→ GOAL 1: Using the court opinion below, say whether each statement agrees with it: (a) Former Husband raised five issues on appeal; (b) Former Wife was awarded exclusive use and possession of the home pending its sale; (c) the net proceeds of the sale were to be split equally. Answer each yes or no, quoting the words that decide it.
→ GOAL 2:
Answer these questions from the court opinion below:
(a) Which court issued the opinion?
(b) Who was counsel for the appellee?
(c) In what condition was Former Husband told to keep the home until it sells?

→ EXCERPT TO READ:
***

District Court of Appeal of Florida, Fifth District.
May 6, 2016
190 So. 3d 248 (Fla. Dist. Ct. App. 2016)

Opinion

No. 5D15–2065.

05-06-2016

Guillermo SALAZAR, Appellant, v. Claudia M. GIRALDO, Appellee.

Jeffrey A. Conner, Winter Garden, for Appellant. Brian M. Monk, of Boyette, Cummins & Nailos, PLLC, Clermont, for Appellee.


Jeffrey A. Conner, Winter Garden, for Appellant.

Brian M. Monk, of Boyette, Cummins & Nailos, PLLC, Clermont, for Appellee.

PER CURIAM.

Guillermo Salazar (“Former Husband”) appeals the amended final judgment dissolving his marriage to Claudia M. Giraldo (“Former Wife”) following trial. Former Husband raises five issues. We agree with Former Husband that the trial court erred in failing to consider whether he is entitled to credits or setoffs for his payment of certain expenses incurred in maintaining the former marital home, owned by the parties, pending the sale of the home. We affirm on all other issues without further discussion.

The amended final judgment directed that the former marital home be immediately placed on the market by the parties and listed for sale at a mutually agreeable price, provided that if the parties could not agree on a price, then the home would be listed at a “reasonable” price as determined by a qualified real estate professional. Upon the sale of the home, the parties were to equally divide the net proceeds. Pending sale, Former Husband was awarded exclusive use and possession of the home and was ordered to pay: (1) the monthly mortgage payment; (2) the real estate taxes; and (3) “all other financial obligations pertaining to the home until the home sells.” Former Husband was also directed to keep the home in a “show-ready condition” until it sells.

Former Husband argues that the trial court erred in failing to award him credits or reimbursements from the sale proceeds resulting from his payment of Former Wife's share of the aforementioned expenses associated with the former marital home. Section 61.077, Florida Statutes (2015), provides:

A party is not entitled to any credits or setoffs upon the sale of the marital home unless the parties' settlement agreement, final judgment of dissolution of marriage, or final judgment equitably distributing assets or debts specifically provides that certain credits or setoffs are allowed or given at the time of the

sale. In the absence of a settlement agreement involving the marital home, the court shall consider the following factors before determining the issue of credits or setoffs in its final judgment:

(1) Whether exclusive use and possession of the marital home is being awarded, and the basis for the award;

(2) Whether alimony is being awarded to the party in possession and whether the alimony is being awarded to cover, in part or otherwise, the mortgage and taxes and other expenses of and in connection with the marital home;

(3) Whether child support is being awarded to the party in possession and whether the child support is being awarded to cover, in part or otherwise, the mortgage and taxes and other expenses of and in connection with the marital home;

(4) The value to the party in possession of the use and occupancy of the marital home;

(5) The value of the loss of use and occupancy of the marital home to the party out of possession;

(6) Which party will be entitled to claim the mortgage interest payments, real property tax payments, and related payments in connection with the marital home as tax deductions for federal income tax purposes;

(7) Whether one or both parties will experience a capital gains taxable event as a result of the sale of the marital home; and

(8) Any other factor necessary to bring about equity and justice between the parties.

***

→ EXTRACTED MATERIAL:

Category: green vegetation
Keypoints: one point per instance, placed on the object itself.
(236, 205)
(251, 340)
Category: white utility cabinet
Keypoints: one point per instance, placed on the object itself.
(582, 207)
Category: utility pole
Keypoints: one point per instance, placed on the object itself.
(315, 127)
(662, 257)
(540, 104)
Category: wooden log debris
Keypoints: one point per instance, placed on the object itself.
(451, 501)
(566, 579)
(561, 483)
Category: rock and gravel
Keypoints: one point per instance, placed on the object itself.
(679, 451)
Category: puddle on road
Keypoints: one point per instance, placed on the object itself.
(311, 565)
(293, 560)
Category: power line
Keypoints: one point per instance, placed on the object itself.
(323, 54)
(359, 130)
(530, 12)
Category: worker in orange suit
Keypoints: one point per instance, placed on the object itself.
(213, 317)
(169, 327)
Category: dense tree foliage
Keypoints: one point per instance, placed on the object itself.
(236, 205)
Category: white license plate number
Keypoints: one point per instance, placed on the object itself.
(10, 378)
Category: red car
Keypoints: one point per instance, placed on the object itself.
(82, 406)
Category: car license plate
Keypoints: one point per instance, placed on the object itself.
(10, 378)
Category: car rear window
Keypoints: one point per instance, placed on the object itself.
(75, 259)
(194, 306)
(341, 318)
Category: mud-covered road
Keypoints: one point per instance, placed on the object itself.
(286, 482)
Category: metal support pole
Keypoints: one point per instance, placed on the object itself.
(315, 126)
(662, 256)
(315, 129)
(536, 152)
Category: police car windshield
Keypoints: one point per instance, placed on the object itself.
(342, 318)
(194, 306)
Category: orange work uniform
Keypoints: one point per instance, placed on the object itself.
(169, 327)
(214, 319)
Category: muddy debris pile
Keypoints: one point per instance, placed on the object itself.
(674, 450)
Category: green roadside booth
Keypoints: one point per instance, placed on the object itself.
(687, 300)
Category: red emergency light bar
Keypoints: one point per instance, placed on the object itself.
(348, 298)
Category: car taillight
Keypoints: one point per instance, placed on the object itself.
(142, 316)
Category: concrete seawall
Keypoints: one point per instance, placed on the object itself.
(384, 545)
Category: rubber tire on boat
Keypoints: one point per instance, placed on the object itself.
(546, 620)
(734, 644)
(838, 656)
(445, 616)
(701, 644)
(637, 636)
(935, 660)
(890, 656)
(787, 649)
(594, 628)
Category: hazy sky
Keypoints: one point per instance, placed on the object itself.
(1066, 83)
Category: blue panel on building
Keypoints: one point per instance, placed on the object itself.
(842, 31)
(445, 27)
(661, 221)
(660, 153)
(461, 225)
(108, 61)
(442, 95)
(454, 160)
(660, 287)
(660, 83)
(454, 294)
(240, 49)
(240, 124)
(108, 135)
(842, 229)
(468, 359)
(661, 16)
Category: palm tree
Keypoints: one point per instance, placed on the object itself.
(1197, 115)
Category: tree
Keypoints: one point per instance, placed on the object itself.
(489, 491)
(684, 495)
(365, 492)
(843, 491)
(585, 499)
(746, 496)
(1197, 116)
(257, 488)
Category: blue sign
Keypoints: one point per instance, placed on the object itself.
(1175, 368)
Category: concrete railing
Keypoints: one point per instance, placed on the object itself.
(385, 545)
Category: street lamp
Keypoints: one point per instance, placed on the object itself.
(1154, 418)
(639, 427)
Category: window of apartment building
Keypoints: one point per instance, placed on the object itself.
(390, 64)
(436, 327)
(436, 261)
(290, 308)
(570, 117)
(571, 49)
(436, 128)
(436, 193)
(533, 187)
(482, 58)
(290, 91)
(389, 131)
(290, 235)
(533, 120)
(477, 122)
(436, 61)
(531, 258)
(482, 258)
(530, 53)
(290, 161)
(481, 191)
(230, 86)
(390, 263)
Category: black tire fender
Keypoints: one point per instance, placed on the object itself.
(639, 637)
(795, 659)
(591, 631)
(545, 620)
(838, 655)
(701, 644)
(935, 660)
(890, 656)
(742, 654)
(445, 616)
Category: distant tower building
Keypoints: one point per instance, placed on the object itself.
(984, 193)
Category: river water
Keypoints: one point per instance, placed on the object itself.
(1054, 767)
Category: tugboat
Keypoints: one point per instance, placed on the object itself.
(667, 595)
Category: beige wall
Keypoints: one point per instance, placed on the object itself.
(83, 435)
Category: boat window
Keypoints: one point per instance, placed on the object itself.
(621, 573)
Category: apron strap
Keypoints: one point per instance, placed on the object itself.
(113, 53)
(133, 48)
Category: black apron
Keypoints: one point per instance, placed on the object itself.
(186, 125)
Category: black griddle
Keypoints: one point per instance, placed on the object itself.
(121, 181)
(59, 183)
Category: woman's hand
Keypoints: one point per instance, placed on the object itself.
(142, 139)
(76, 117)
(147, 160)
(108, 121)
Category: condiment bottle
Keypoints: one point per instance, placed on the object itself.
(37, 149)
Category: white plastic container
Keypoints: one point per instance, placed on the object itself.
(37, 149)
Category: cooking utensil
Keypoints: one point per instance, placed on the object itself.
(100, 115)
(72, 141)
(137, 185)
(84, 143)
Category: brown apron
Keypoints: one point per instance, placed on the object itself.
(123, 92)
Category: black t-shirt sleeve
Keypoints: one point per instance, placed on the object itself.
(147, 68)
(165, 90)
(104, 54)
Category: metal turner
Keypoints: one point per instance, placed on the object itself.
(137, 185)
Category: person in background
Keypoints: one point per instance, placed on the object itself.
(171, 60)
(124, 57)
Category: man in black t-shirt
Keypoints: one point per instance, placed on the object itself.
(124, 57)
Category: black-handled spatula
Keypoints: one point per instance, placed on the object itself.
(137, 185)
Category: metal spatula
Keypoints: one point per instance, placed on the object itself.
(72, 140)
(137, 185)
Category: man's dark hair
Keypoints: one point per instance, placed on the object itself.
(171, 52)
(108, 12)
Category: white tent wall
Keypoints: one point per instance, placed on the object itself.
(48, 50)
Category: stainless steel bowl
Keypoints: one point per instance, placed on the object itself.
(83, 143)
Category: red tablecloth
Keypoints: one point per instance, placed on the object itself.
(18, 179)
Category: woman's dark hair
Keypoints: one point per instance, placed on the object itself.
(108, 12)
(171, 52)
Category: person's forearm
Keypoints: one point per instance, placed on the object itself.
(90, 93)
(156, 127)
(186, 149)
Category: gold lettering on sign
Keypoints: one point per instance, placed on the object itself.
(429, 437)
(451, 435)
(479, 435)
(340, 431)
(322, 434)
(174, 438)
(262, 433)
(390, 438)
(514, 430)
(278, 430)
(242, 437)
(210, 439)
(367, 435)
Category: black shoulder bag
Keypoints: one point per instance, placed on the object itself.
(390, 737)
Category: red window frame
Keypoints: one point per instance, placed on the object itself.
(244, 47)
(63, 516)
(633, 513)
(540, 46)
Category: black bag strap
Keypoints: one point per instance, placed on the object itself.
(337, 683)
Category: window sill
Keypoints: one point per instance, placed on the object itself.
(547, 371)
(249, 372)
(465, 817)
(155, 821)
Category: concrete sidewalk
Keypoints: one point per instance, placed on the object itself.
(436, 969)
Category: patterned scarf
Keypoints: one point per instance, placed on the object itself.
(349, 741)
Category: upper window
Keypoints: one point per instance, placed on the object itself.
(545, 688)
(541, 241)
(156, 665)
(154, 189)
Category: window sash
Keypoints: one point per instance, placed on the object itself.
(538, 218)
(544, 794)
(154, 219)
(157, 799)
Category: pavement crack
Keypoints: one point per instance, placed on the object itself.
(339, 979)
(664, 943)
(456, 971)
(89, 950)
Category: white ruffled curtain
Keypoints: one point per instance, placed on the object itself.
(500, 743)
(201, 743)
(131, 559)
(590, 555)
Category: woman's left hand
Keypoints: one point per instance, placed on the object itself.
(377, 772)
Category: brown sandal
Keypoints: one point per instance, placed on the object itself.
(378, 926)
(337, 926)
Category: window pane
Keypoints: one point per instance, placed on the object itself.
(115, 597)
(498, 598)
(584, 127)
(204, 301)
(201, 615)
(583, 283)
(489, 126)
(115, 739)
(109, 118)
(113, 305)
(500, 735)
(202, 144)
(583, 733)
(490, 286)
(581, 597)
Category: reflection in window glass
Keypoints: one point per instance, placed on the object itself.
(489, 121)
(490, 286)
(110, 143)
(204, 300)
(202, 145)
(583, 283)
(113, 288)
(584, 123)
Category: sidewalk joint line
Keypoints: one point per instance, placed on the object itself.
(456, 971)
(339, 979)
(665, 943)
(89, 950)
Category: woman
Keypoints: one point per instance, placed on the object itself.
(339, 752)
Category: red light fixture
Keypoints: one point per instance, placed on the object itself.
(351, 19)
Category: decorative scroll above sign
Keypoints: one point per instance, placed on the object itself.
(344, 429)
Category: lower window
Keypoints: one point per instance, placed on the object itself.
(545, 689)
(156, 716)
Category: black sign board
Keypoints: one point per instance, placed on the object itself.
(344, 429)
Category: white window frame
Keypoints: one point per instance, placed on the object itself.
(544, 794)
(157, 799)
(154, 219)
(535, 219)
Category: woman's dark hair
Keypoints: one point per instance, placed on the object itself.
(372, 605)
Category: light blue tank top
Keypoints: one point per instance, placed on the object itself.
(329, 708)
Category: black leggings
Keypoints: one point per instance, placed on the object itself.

***

→ FULL RESPONSE 1:
(a) Yes: "Former Husband raises five issues."
(b) No: "Former Husband was awarded exclusive use and possession of the home"
(c) Yes: "the parties were to equally divide the net proceeds"

→ FULL RESPONSE 2:
(a) The District Court of Appeal of Florida, Fifth District
(b) Brian M. Monk, of Boyette, Cummins & Nailos, PLLC, Clermont
(c) A "show-ready condition"